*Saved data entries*
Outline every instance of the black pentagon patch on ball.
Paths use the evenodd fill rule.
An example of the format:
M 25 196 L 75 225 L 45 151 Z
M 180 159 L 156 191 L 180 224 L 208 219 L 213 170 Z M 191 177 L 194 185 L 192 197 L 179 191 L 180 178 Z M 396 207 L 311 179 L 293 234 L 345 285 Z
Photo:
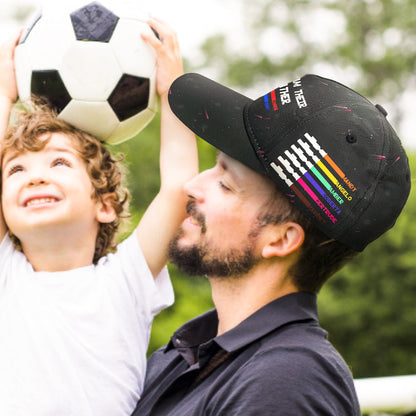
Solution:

...

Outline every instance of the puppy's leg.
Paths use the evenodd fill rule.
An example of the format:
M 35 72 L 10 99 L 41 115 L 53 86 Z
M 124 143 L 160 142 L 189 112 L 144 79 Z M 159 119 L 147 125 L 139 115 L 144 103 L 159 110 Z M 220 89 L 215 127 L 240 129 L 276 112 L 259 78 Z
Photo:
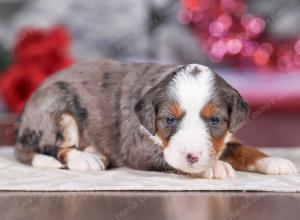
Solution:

*What the task requires*
Take the lines above from the one containing "Outline every instance of the black" to the one containing "M 25 196 L 75 225 L 45 151 Z" and retype them exactly, both ends included, with nothing added.

*Response below*
Outline every instance of the black pentagon patch on ball.
Paths use the evenodd fill rule.
An example of the format:
M 25 196 L 75 225 L 45 151 Z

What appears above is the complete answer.